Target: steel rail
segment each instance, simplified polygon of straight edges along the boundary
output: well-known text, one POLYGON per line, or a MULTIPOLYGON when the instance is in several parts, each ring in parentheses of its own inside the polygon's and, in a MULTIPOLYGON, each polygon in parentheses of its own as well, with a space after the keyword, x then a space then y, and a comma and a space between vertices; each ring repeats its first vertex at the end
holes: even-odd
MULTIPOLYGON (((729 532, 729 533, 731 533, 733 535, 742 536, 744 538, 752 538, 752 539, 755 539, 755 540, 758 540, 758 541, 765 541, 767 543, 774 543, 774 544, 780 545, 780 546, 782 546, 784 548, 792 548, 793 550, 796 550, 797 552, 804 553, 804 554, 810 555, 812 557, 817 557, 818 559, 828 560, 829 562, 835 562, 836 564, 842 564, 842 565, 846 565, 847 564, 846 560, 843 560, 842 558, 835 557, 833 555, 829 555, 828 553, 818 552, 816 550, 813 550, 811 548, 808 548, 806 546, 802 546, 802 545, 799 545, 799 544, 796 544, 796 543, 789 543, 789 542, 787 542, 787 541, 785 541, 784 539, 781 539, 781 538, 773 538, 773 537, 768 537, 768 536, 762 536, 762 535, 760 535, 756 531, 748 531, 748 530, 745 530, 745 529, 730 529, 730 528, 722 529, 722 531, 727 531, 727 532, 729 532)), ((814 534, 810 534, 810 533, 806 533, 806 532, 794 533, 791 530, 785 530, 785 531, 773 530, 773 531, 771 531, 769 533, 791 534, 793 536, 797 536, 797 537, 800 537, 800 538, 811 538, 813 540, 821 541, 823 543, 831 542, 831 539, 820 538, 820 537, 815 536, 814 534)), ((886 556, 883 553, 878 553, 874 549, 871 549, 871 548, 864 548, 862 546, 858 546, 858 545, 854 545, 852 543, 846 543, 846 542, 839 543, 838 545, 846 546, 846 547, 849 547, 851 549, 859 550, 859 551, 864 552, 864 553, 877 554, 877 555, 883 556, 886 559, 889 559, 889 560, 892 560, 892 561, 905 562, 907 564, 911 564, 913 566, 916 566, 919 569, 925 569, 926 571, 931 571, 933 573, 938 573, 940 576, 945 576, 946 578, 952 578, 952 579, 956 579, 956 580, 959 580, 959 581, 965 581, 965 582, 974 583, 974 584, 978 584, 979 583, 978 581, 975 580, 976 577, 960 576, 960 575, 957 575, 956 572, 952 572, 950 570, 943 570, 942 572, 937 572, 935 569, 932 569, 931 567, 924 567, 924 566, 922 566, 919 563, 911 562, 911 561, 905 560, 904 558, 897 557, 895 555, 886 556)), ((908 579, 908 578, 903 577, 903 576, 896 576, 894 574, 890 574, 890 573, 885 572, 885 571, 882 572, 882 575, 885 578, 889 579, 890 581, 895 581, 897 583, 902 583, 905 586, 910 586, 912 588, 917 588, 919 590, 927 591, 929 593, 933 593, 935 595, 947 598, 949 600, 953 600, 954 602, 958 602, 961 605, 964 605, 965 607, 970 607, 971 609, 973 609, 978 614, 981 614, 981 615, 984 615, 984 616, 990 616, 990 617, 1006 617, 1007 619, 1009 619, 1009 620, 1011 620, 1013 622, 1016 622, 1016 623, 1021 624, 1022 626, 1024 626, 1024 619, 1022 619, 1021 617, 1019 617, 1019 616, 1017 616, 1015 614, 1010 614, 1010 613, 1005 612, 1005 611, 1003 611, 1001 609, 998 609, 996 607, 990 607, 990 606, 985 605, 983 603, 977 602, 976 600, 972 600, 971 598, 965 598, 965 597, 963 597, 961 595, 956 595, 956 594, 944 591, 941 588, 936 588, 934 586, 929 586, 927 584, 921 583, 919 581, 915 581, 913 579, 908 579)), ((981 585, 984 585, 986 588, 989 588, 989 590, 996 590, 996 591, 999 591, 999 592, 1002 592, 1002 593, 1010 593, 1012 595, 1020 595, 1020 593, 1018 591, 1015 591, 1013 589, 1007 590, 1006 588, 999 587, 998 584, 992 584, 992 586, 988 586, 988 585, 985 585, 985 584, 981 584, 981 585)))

» **THE TASK**:
The word "instance" may appear in several lines of the data; copy every line where it does.

» **EXERCISE SOLUTION**:
segment each instance, simplified polygon of straight edges along the boundary
output: well-known text, one POLYGON per line, or a MULTIPOLYGON when the instance is in several parts, each ring in parentheses of its own inside the polygon's and, in a MULTIPOLYGON, each polygon in parentheses of its own as well, with a space after the keyword, x then a space then y, and a comma and a space between vertices; each ring repeats its first vertex at the end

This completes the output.